§ **Texto**
Dr. Luís Vicente
The round table, la table
ronde ou a mesa redonda …”, foi criada com este
formato para que não tivesse cabeceira, representando a igualdade de todos os
seus membros. Tem a sua origem no século V, a Távola Redonda, à roda da qual o Rei Artur e os seus cavaleiros se
reuniam para contar os feitos e procurar novas aventuras. Tratava-se de uma
força em prol da harmonia e da fraternidade, um antídoto contra a ambição, a
ânsia da supremacia e do poder, defeitos humanos que caracterizavam a
mentalidade na Idade Média.
Deixando, por agora, os
factos históricos e os feitos do Rei Artur e seus cavaleiros, gostaria de
partilhar convosco o exemplo de um país africano que já passou pelo crivo da tão
badalada mesa redonda. Talvez sirva até de referência e mote para o encontro que
colocará, “face to face”, as
autoridades guineenses e parceiros internacionais.
Se bem recordam,
decorria o ano de 1995 e nos órgãos de comunicação social acompanhamos a
notícia que a seguir se transcreve:
(…) Mil milhões
de dólares de financiamento internacional para a reconstrução de Angola: eis o
resultado final da mesa redonda dos doadores que se realizou em 25 e 26 de
Setembro de 1995 em Bruxelas, por iniciativa das Nações Unidas e da Comissão
Europeia. "É um enorme sucesso que terá consequências importantes para o
futuro de Angola" afirmou o Prof. João de Deus Pinheiro, Comissário
Europeu responsável pelas relações com os países ACP - Africa, Caraíbas e
Pacífico - e anfitrião da mesa redonda. "Jamais uma conferência de
doadores conseguiu obter tal nível de financiamento" acrescentou o
Comissário, bastante satisfeito com os resultados obtidos pela mesa redonda que
se realizou, pela primeira vez para iniciativas deste tipo, nas instalações da
Comissão. Os montantes obtidos repartem-se da seguinte forma: 786 milhões de
dólares a título do programa de reabilitação e desenvolvimento; 207 milhões de
dólares para o programa de ajuda humanitária. Com a concretização de outros
compromissos já anunciados, estima-se que o total dos fundos disponibilizados
excederá mil milhões de dólares. A Comissão Europeia contribuirá com um
montante de 154 milhões de dólares. Se a este montante acrescermos as
contribuições dos Estados-membros, a participação global da União Europeia
representa 43% do total dos compromissos da comunidade internacional (…)
Na
altura foi considerada uma grande vitória para um país que acabara de sair de
uma guerra civil que opunha o partido no poder MPLA e a UNITA, portanto, um enorme
balão de oxigénio financeiro para fazer face às adversidades e desafios futuros
do país.

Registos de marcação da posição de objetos
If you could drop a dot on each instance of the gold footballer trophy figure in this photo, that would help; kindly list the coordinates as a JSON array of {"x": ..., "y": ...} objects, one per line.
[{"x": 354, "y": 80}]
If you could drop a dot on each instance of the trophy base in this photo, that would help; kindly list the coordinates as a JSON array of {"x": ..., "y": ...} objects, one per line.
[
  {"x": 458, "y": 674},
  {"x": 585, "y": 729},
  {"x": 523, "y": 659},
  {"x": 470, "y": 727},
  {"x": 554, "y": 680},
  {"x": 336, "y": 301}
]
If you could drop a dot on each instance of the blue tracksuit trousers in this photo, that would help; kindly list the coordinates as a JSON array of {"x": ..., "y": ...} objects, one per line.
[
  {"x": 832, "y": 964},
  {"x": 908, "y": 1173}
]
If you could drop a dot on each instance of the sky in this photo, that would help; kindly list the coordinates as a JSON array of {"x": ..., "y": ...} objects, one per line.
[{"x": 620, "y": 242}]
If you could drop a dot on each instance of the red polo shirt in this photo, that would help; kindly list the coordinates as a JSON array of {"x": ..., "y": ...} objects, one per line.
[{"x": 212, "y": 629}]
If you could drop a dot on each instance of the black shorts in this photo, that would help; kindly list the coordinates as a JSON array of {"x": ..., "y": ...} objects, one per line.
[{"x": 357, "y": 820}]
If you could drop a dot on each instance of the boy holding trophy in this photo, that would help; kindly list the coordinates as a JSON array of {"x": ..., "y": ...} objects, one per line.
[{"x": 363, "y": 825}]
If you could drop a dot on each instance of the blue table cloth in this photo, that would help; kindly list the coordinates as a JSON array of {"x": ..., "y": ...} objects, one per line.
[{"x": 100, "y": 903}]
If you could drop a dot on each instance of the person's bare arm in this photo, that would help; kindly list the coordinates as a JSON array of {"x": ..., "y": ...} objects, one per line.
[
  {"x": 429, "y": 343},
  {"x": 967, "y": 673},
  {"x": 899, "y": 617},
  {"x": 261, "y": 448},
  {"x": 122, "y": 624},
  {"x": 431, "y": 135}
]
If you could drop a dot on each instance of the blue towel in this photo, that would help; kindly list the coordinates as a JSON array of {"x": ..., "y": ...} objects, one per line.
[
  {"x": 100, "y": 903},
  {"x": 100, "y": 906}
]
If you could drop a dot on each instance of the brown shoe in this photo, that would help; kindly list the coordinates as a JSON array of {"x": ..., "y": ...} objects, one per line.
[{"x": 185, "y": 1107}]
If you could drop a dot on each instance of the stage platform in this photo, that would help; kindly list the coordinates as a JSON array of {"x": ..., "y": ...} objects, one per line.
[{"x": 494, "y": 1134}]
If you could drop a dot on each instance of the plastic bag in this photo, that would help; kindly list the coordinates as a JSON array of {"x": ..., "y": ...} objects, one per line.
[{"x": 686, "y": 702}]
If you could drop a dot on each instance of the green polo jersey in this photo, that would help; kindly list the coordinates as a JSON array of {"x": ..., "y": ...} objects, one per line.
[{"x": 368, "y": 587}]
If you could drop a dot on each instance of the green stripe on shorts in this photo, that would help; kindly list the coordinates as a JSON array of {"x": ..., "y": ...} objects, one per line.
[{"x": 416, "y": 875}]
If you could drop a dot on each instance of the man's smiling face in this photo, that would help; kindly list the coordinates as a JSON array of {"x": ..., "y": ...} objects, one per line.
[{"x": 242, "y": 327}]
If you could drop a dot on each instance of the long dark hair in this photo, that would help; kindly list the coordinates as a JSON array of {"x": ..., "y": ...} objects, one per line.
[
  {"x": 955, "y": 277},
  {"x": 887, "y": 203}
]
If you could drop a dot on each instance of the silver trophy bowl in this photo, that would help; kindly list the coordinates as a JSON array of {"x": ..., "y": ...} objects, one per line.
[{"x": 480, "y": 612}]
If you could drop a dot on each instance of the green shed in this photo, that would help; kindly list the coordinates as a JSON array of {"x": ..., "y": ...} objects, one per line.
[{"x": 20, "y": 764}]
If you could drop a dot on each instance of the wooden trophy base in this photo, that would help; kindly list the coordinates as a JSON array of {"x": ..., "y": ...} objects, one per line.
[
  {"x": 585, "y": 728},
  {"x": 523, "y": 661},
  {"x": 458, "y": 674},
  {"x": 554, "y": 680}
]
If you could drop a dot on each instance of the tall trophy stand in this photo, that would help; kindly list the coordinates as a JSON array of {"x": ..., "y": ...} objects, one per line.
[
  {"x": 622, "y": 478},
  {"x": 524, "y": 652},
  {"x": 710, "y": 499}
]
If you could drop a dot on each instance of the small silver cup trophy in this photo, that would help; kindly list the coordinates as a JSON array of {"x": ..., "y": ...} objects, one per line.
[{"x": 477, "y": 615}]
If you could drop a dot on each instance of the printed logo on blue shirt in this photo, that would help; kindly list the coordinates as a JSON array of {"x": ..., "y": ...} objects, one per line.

§ **Requisitos do problema**
Segundo o texto, quantos dólares foram destinados ao programa de ajuda humanitária na mesa redonda dos doadores para Angola?

§ **Resposta ao problema**
207 milhões de dólares.